- 読解文:

乱に咲く花 38 江戸無血開城
文聞亭笑一
いやはや、テレビに映る内容と、維新の大改革の落差、時間差が大きくてまごつきます。
先週、版籍奉還にまで進みましたが、その間にあまたの事件、改革がおこなわれ日本全国は混乱の渦に陥っていました。歴史年表をおさらいしておきます
慶応4年(明治元年・1868)
1月 鳥羽伏見の戦・・・錦の御旗、幕府軍京阪から撤退、将軍・慶喜江戸に逃れる
2月 慶喜、上野寛永寺に謹慎
3月 西郷・勝会談 五か条の御誓文発布
4月 江戸城無血開城 太政官制を敷き明治政府発足
5月 奥羽列藩同盟結成、上野彰義隊の戦
7月 越後長岡城の戦・河合継之助戦死
江戸を東京と改称
9月 会津藩、盛岡藩など降伏 奥羽戦争終結
明治2年
3月 明治天皇東京に遷る・東京遷都
5月 函館五稜郭降伏 戊辰戦争終結
6月 版籍奉還
・・・・・・・
ここいらを……、すべてすっ飛ばしましたね。ですから視聴者としては混乱してしまいます。

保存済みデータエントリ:
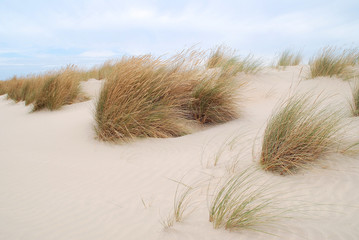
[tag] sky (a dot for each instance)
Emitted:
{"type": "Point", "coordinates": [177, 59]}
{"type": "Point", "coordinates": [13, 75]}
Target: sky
{"type": "Point", "coordinates": [41, 35]}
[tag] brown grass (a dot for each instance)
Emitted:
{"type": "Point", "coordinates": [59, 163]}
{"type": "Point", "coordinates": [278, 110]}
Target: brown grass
{"type": "Point", "coordinates": [223, 57]}
{"type": "Point", "coordinates": [58, 89]}
{"type": "Point", "coordinates": [331, 61]}
{"type": "Point", "coordinates": [298, 134]}
{"type": "Point", "coordinates": [215, 98]}
{"type": "Point", "coordinates": [288, 58]}
{"type": "Point", "coordinates": [142, 97]}
{"type": "Point", "coordinates": [49, 90]}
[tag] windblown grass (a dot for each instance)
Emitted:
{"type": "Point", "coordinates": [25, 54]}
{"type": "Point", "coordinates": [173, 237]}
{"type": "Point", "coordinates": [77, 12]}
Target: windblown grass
{"type": "Point", "coordinates": [142, 98]}
{"type": "Point", "coordinates": [287, 58]}
{"type": "Point", "coordinates": [242, 203]}
{"type": "Point", "coordinates": [224, 58]}
{"type": "Point", "coordinates": [355, 101]}
{"type": "Point", "coordinates": [3, 89]}
{"type": "Point", "coordinates": [297, 134]}
{"type": "Point", "coordinates": [215, 98]}
{"type": "Point", "coordinates": [330, 61]}
{"type": "Point", "coordinates": [182, 205]}
{"type": "Point", "coordinates": [58, 89]}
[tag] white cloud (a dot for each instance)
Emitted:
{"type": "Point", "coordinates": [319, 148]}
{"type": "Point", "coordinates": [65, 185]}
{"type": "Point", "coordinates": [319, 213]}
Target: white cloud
{"type": "Point", "coordinates": [98, 54]}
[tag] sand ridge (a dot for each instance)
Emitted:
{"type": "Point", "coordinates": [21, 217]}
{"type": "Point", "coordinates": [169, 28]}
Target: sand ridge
{"type": "Point", "coordinates": [58, 182]}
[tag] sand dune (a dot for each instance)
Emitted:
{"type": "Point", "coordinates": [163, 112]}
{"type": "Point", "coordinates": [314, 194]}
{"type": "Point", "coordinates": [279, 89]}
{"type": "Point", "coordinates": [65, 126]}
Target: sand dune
{"type": "Point", "coordinates": [58, 182]}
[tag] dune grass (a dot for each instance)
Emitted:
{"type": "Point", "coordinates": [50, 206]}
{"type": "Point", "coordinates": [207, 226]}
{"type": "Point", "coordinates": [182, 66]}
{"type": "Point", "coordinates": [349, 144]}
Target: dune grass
{"type": "Point", "coordinates": [182, 205]}
{"type": "Point", "coordinates": [223, 57]}
{"type": "Point", "coordinates": [151, 97]}
{"type": "Point", "coordinates": [354, 105]}
{"type": "Point", "coordinates": [58, 89]}
{"type": "Point", "coordinates": [242, 203]}
{"type": "Point", "coordinates": [142, 97]}
{"type": "Point", "coordinates": [288, 58]}
{"type": "Point", "coordinates": [49, 90]}
{"type": "Point", "coordinates": [298, 133]}
{"type": "Point", "coordinates": [215, 98]}
{"type": "Point", "coordinates": [331, 61]}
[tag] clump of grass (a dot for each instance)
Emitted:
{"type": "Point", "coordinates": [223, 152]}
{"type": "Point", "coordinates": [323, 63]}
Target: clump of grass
{"type": "Point", "coordinates": [182, 205]}
{"type": "Point", "coordinates": [3, 89]}
{"type": "Point", "coordinates": [224, 58]}
{"type": "Point", "coordinates": [241, 203]}
{"type": "Point", "coordinates": [330, 61]}
{"type": "Point", "coordinates": [58, 89]}
{"type": "Point", "coordinates": [287, 58]}
{"type": "Point", "coordinates": [142, 97]}
{"type": "Point", "coordinates": [355, 102]}
{"type": "Point", "coordinates": [297, 134]}
{"type": "Point", "coordinates": [215, 98]}
{"type": "Point", "coordinates": [13, 87]}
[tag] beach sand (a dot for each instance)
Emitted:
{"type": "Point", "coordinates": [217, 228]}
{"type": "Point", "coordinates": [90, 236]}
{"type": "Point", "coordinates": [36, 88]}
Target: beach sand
{"type": "Point", "coordinates": [58, 182]}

- 作業内容: 江戸無血開城と維新の年表を扱った読解文について、最後の文の後から続きを書き進めてください。

- 出力:
慶応4年は内乱の年です。薩長は別として、日本全国の諸藩は尊皇派に就くか、佐幕派に就くかで大揺れでした。早めに官軍に就いた藩は優遇されましたが、佐幕勢力が強かったり、議論が紛糾して参加が遅れた藩は冷遇されています。
どの藩がどうだったのか? 簡単に見分ける方法があります。
現在の「県名」と県庁所在地の都市名を比べてみてください。違う所は「賊軍」とされたか、「日和見のケシカラン奴」とされたところです(笑)
具体的に言えば関東、中部が殆どそれですね。この辺りの県名の変遷を見れば、維新時の藩の内情が分かって実に面白いですよ。皆さんのお住まいの県はいかがでしょうか。歴史と伝統・・・これがあるから選挙の区割りも改革できないでいます。
新政府に睨まれた藩をまとめておきます。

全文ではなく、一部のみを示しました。